------ Provided data ------

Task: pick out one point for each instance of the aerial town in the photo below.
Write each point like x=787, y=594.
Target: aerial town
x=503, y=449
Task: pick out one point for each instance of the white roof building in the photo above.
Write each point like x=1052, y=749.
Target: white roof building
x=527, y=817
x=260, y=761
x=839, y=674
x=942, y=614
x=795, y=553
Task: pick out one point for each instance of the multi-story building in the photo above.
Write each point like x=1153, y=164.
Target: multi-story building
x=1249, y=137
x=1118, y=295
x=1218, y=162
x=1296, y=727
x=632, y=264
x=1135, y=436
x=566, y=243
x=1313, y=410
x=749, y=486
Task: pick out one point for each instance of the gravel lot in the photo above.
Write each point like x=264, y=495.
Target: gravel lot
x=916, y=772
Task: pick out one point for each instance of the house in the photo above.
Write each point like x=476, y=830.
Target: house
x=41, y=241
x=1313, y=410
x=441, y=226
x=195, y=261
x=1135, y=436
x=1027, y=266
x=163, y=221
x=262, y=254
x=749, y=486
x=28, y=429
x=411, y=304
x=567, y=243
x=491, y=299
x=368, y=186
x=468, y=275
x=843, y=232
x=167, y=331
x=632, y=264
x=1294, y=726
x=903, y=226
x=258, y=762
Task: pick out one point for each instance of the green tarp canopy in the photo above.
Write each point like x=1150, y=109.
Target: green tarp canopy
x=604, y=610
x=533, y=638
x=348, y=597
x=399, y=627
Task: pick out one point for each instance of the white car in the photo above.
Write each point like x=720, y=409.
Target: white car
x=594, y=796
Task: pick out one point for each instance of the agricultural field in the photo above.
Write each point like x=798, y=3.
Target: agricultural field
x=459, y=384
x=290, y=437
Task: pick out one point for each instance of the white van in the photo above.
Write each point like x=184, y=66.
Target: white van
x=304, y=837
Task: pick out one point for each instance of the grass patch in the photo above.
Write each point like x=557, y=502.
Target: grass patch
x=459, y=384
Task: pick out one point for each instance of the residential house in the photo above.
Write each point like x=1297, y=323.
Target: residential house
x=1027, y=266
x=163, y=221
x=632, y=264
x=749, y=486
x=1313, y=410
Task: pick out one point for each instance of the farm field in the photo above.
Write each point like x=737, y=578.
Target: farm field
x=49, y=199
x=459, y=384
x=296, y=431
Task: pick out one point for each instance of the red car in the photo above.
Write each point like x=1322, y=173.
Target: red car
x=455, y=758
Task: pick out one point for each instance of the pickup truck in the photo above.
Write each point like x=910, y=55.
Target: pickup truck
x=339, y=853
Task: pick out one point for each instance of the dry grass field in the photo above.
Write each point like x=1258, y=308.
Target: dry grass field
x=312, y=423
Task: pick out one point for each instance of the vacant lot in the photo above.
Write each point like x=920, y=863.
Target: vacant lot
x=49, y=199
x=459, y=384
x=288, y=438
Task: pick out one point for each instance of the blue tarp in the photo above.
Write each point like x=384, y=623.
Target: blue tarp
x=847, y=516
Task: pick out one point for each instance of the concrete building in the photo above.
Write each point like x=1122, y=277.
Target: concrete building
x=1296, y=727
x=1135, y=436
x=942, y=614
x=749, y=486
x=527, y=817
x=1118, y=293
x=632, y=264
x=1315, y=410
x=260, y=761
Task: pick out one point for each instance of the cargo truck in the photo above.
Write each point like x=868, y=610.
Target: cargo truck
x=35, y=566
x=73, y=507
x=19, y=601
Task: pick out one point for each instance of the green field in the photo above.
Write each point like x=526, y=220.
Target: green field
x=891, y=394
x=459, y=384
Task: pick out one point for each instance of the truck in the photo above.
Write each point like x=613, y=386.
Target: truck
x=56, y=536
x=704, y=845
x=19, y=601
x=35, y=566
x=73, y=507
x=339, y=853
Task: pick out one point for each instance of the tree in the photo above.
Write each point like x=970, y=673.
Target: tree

------

What to produce:
Could every entry above be printed again, word for word?

Reply:
Task: pick out one point for each instance of the aerial town in the photo below.
Write each point like x=787, y=594.
Target: aerial town
x=503, y=449
Task: pick out one point for each instance of the white roof building in the photo above.
Write each point like x=1052, y=749.
Target: white roof building
x=527, y=817
x=260, y=761
x=839, y=674
x=942, y=614
x=795, y=553
Task: pick out one point for each instance of the multi-story building in the photo above.
Write each point like x=1153, y=164.
Target: multi-story building
x=1249, y=137
x=1118, y=295
x=1218, y=162
x=1296, y=727
x=632, y=264
x=1135, y=436
x=566, y=243
x=1313, y=410
x=749, y=486
Task: pick out one point for each instance of the gravel lot in the photo above.
Write each point like x=264, y=495.
Target: gravel lot
x=916, y=772
Task: pick out one point for each instance of the house in the photo above.
Write each point like x=476, y=830.
Target: house
x=41, y=241
x=1313, y=410
x=441, y=226
x=195, y=261
x=1135, y=436
x=1027, y=266
x=163, y=221
x=262, y=254
x=749, y=486
x=28, y=429
x=411, y=304
x=567, y=243
x=491, y=299
x=368, y=186
x=468, y=275
x=843, y=232
x=167, y=331
x=632, y=264
x=1294, y=726
x=903, y=226
x=258, y=762
Task: pick out one point for each instance of the green tarp canopy in the photo above.
Write each point like x=1150, y=109.
Target: green tarp canopy
x=604, y=610
x=533, y=638
x=348, y=597
x=399, y=627
Task: pick out one point for each instance of the white car in the photo above.
Write each point like x=720, y=409.
Target: white car
x=594, y=796
Task: pick out one point for each instance of the agricultural field in the photo above.
Write each point like x=798, y=3.
Target: agricultural field
x=459, y=384
x=290, y=437
Task: pick out one point for each instance of the white van in the photo above.
Write each point like x=184, y=66.
Target: white van
x=304, y=837
Task: pick out one point for each instance of the grass patch in the photo above.
Write each point like x=557, y=502.
Target: grass patch
x=459, y=384
Task: pick out one point for each instance of the residential house in the photo above.
Write each point like x=1297, y=323.
Target: residential house
x=1027, y=266
x=163, y=221
x=632, y=264
x=749, y=486
x=1313, y=410
Task: pick out one point for each instance of the farm field in the photo above.
Write each point like x=737, y=578.
Target: farm field
x=49, y=199
x=459, y=384
x=296, y=431
Task: pick out one point for each instance of the red car in the photo above.
Write each point like x=1322, y=173.
Target: red car
x=455, y=758
Task: pick out one point for each instance of the pickup truck in the photo above.
Write each point like x=910, y=55.
Target: pickup truck
x=339, y=853
Task: pick out one point for each instance of the dry grass field in the photo above.
Write each point like x=1258, y=308.
Target: dry grass field
x=312, y=423
Task: pick out one point for each instance of the vacant lot in the photo above.
Write each point like x=920, y=863.
Target: vacant lot
x=49, y=199
x=459, y=384
x=288, y=438
Task: pick out one point for each instance of the blue tarp in the photo above.
Write each point like x=384, y=623.
Target: blue tarp
x=847, y=516
Task: pick out one point for each instance of the concrete building in the photo above.
Write each point like x=1122, y=277.
Target: concrete building
x=1296, y=727
x=1135, y=436
x=942, y=614
x=749, y=486
x=527, y=817
x=1118, y=293
x=632, y=264
x=1315, y=410
x=260, y=761
Task: pick out one point for each instance of the cargo truck in the photo above.
Write each point like x=868, y=610.
Target: cargo truck
x=35, y=566
x=73, y=507
x=19, y=601
Task: pick out one point for each instance of the green field in the photo above.
Write each point like x=526, y=220.
Target: green field
x=891, y=394
x=459, y=384
Task: pick out one point for each instance of the truck in the photo above.
Write each point like x=613, y=386.
Target: truck
x=56, y=536
x=704, y=845
x=19, y=601
x=35, y=566
x=73, y=507
x=339, y=853
Task: pick out one point for each instance of the tree in the photo above.
Write each point like x=970, y=673.
Target: tree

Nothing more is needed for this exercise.